Text-to-region grounding data:
::::

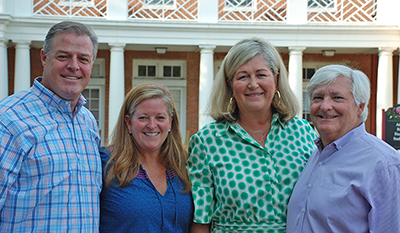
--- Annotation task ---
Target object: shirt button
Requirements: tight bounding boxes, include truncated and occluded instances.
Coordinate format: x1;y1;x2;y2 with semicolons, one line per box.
85;187;88;191
318;162;322;166
308;184;312;188
302;208;305;213
338;146;342;149
87;213;90;216
82;164;86;168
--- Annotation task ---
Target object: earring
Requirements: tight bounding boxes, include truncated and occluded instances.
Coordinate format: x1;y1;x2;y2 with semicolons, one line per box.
228;97;236;114
168;129;171;132
128;131;132;134
274;90;282;108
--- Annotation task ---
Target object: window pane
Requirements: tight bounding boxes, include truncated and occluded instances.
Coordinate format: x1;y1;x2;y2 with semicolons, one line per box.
226;0;252;7
146;0;174;5
91;89;99;98
303;68;315;80
82;87;101;127
306;68;315;79
308;0;334;8
138;66;147;76
91;99;99;109
148;66;156;77
170;89;181;116
164;66;172;77
173;66;181;77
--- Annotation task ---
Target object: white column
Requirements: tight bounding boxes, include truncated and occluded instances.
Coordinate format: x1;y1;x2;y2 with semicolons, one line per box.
288;46;306;118
376;47;396;139
198;0;218;23
287;0;307;24
0;39;8;100
108;43;126;139
14;40;31;93
198;45;216;129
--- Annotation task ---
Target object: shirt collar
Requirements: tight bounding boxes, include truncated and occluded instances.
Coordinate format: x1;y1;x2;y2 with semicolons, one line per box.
315;122;366;153
33;77;87;114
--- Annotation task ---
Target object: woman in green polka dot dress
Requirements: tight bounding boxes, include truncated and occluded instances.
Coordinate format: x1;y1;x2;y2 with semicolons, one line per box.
187;38;318;233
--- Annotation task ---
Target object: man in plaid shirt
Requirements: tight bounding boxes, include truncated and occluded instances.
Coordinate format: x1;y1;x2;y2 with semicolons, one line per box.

::::

WHAT TO DO: Find the lines above holding the word "shirt" and show them.

ANSWER SECTION:
Target object: shirt button
Target object: shirt collar
Target object: man in plaid shirt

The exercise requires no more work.